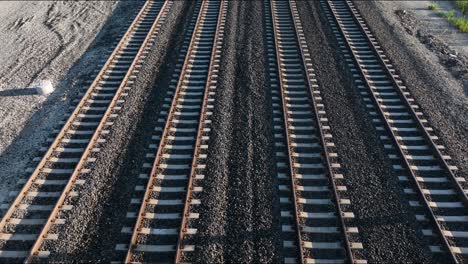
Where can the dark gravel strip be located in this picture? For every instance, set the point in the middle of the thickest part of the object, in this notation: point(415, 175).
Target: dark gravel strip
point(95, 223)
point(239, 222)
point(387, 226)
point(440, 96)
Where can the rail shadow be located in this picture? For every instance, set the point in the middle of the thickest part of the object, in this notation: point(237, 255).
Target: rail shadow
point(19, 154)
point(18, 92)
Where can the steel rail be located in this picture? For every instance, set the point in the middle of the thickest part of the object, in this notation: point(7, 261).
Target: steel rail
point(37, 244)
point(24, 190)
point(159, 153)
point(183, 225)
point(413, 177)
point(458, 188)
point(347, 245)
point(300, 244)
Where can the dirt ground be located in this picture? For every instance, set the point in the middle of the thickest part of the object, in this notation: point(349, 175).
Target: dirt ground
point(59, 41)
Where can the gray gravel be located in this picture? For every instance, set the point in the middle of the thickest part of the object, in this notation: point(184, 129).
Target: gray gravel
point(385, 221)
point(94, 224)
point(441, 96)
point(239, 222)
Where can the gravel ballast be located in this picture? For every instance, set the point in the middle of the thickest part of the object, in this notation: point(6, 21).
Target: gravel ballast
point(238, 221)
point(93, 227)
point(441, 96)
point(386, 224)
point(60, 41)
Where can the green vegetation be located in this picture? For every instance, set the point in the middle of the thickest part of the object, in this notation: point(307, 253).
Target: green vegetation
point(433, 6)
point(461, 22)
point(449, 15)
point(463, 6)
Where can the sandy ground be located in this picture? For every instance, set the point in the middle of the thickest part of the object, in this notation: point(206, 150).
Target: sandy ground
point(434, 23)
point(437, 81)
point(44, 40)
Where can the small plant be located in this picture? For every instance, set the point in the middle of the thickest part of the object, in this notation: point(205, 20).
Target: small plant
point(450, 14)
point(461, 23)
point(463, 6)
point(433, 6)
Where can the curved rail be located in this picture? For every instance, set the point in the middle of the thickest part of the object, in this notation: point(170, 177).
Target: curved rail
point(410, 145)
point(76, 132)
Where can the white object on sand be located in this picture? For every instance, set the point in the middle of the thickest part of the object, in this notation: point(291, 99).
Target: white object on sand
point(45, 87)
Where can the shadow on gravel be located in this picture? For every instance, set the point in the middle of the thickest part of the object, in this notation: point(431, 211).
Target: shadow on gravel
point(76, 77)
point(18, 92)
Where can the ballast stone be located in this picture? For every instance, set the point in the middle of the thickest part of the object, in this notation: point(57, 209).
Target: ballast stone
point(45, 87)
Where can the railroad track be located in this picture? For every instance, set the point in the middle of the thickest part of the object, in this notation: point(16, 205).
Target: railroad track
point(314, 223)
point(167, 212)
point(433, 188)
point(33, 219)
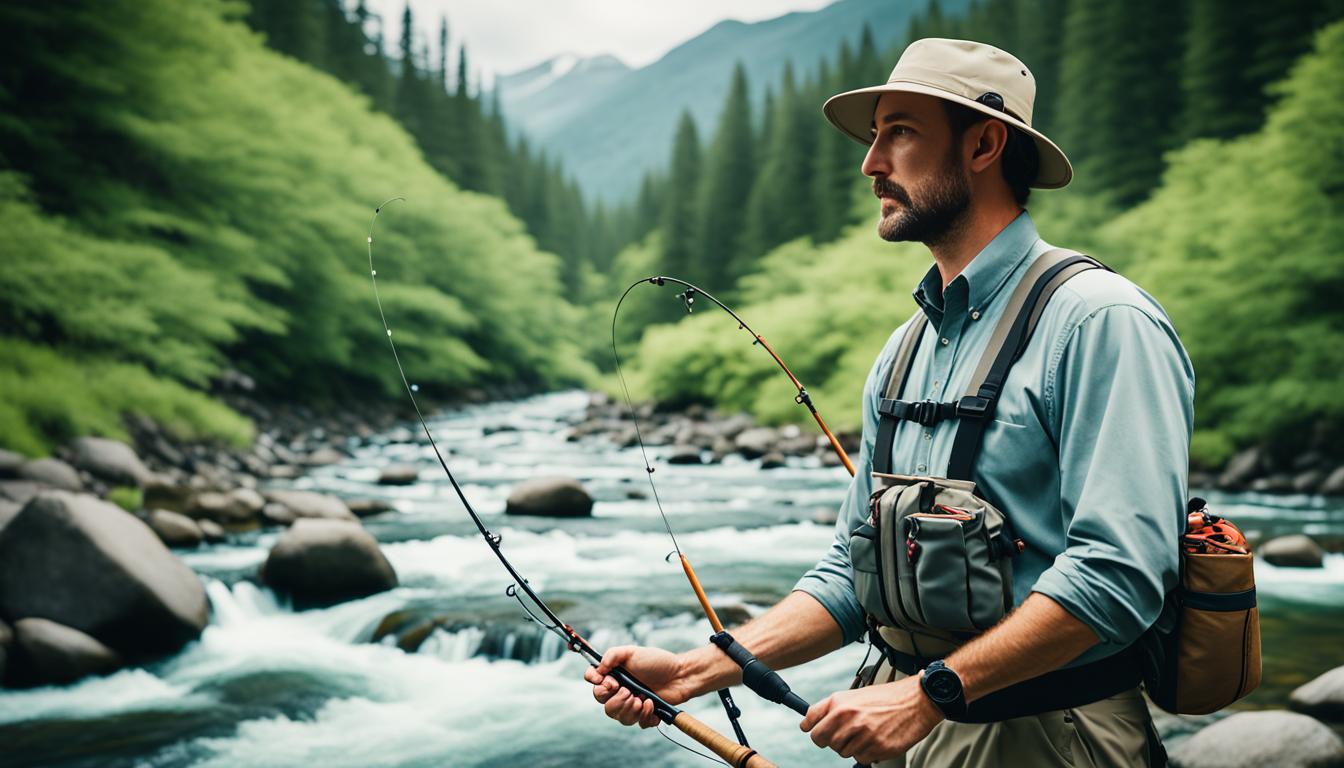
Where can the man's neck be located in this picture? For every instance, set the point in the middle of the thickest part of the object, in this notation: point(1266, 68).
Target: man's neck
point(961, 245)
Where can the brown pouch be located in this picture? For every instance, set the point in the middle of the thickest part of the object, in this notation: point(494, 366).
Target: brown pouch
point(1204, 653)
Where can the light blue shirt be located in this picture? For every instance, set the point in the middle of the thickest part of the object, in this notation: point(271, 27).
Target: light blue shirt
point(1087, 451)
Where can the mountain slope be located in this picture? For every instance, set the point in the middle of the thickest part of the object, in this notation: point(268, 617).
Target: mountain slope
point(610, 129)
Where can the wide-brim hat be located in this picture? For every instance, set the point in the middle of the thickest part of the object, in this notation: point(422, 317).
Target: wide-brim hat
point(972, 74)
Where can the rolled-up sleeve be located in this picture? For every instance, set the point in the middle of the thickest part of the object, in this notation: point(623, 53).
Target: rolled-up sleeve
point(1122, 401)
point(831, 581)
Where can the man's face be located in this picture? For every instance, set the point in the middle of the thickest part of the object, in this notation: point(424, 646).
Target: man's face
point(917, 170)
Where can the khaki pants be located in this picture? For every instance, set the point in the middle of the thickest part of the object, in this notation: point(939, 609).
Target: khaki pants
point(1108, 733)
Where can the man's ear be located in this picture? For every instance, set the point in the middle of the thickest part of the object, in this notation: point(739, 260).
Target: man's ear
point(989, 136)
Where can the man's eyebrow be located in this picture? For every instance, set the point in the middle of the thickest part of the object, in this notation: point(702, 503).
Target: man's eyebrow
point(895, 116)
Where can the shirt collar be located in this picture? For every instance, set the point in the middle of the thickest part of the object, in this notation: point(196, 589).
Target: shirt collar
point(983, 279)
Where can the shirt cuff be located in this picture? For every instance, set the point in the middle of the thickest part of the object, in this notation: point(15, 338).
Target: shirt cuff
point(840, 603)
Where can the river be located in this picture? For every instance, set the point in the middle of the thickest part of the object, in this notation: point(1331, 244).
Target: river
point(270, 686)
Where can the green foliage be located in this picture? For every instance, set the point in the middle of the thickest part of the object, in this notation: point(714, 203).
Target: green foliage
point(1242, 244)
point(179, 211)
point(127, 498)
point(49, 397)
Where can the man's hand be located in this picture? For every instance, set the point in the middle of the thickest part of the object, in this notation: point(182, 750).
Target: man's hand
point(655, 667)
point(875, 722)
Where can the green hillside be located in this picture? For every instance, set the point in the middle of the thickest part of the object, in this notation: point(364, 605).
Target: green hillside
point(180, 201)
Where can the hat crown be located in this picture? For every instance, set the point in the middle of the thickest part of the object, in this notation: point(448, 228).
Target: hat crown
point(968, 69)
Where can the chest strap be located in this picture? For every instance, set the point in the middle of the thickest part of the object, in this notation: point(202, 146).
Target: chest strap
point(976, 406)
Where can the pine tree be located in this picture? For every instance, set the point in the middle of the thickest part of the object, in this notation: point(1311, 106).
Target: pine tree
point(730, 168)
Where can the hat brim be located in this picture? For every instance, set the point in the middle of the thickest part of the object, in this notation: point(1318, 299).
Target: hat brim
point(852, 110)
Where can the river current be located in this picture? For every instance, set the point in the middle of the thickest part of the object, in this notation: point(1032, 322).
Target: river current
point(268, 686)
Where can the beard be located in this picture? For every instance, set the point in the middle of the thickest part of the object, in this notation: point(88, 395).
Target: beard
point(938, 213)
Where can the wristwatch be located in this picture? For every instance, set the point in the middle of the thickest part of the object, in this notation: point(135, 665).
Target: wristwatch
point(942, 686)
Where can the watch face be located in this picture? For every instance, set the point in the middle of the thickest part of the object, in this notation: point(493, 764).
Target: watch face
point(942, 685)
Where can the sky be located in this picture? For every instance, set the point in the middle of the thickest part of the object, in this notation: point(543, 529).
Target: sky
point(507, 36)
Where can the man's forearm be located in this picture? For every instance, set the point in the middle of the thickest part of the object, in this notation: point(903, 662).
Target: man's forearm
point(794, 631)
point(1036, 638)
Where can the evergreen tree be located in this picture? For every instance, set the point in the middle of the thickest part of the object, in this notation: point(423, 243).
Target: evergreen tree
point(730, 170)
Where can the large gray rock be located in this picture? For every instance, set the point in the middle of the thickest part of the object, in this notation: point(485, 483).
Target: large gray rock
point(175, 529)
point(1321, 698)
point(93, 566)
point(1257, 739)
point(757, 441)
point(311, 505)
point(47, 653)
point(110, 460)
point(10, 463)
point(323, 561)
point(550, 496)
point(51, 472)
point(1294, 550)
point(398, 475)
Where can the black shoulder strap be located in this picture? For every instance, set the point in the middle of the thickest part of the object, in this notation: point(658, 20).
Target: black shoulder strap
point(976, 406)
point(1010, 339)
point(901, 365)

---

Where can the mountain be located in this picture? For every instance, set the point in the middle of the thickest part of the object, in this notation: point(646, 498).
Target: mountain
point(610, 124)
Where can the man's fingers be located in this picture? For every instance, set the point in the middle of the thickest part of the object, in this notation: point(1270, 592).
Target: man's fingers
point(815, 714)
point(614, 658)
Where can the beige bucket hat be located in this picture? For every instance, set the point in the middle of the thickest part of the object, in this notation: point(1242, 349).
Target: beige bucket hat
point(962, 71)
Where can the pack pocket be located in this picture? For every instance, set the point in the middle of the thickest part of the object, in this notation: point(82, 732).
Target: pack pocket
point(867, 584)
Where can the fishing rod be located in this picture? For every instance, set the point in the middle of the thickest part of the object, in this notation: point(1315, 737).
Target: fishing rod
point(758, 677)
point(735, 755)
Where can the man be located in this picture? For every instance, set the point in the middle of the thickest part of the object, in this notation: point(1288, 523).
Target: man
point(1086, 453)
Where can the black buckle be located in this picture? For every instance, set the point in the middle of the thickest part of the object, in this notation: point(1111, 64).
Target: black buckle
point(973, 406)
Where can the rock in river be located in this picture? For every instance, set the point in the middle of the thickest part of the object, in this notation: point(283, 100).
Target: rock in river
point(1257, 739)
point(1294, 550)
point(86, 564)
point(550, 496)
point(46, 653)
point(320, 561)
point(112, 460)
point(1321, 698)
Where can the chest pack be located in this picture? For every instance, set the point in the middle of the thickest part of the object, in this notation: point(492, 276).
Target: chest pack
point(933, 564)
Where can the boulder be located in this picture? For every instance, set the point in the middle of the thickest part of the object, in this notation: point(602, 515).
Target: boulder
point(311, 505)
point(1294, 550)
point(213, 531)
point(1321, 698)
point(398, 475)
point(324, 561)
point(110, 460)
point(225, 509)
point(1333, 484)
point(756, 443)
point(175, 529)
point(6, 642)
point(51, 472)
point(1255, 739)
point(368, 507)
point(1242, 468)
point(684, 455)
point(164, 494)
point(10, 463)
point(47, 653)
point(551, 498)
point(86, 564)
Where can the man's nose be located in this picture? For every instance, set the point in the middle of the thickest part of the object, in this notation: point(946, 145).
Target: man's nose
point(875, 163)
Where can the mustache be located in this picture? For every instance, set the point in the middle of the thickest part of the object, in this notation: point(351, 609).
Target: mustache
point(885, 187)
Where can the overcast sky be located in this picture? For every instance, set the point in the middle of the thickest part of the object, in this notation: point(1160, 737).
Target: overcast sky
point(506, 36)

---

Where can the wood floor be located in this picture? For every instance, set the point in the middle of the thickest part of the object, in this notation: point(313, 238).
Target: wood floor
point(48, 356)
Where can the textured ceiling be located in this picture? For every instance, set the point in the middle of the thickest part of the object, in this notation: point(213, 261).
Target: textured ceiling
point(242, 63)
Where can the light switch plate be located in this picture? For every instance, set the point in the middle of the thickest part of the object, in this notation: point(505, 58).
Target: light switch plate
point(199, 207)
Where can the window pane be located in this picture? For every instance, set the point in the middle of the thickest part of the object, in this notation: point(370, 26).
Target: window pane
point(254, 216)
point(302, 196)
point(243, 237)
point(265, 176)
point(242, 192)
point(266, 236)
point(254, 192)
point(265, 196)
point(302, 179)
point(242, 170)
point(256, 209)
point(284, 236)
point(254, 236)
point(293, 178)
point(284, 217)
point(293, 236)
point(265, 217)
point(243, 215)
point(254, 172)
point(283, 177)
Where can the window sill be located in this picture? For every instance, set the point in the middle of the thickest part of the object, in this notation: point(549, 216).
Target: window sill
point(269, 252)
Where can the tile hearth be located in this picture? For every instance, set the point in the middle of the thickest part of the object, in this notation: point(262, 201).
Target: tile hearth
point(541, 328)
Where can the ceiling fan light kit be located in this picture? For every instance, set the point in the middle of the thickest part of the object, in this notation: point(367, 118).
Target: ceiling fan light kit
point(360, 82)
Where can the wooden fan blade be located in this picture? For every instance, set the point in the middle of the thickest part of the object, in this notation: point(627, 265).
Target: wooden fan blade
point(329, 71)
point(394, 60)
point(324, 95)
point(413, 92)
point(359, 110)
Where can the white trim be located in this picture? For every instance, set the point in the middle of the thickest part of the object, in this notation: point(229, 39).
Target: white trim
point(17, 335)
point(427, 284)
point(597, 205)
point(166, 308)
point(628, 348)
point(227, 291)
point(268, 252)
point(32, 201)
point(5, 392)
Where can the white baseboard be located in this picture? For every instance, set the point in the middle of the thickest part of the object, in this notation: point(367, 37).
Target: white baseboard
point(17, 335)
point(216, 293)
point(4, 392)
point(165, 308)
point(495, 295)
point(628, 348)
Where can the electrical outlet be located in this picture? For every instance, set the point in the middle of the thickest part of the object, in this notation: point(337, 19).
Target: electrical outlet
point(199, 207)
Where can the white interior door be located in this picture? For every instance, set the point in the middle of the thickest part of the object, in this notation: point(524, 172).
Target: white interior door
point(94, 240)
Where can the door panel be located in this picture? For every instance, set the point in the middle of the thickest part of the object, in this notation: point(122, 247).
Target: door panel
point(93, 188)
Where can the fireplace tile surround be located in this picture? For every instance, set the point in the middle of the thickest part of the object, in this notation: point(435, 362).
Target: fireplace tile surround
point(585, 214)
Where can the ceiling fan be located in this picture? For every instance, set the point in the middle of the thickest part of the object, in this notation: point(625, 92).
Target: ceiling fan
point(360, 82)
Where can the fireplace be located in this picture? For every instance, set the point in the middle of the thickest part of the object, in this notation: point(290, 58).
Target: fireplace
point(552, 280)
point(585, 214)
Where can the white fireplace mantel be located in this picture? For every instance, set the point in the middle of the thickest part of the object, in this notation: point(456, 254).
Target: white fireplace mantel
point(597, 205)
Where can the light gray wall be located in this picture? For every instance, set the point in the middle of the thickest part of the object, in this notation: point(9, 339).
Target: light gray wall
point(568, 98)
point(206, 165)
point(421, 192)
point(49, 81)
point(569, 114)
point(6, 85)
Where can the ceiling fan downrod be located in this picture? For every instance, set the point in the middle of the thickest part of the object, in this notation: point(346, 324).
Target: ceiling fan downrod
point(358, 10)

Objective: Convert the listing from the line with "Where can the shadow" up to and including the line with "point(1204, 653)" into a numbered list, omitting blank lines and pictures.

Reply to the task:
1. Where can the shadow on gravel be located in this picture? For every instance, set the point in the middle of the thickest part of the object, in this notation: point(431, 211).
2. Target: shadow on gravel
3. point(76, 77)
4. point(18, 92)
5. Where can the ballast stone be located in this picture? For every instance, set the point in the middle of the thickest part of the object, in this notation: point(57, 209).
6. Target: ballast stone
7. point(45, 87)
8. Where can the railroad track be located in this picture? For every instance, set the point in the middle of the thickest part of the object, in this notation: point(16, 205).
9. Target: railroad track
10. point(314, 223)
11. point(167, 212)
12. point(433, 188)
13. point(33, 219)
14. Where can the man's neck be located in this picture? For every instance, set the point in the middle of the thickest part of the object, in this notation: point(1266, 68).
15. Target: man's neck
16. point(961, 245)
17. Where can the brown pouch be located in this picture? For every instance, set the point in the middle of the thickest part of the object, in this notation: point(494, 366).
18. Target: brown pouch
19. point(1204, 653)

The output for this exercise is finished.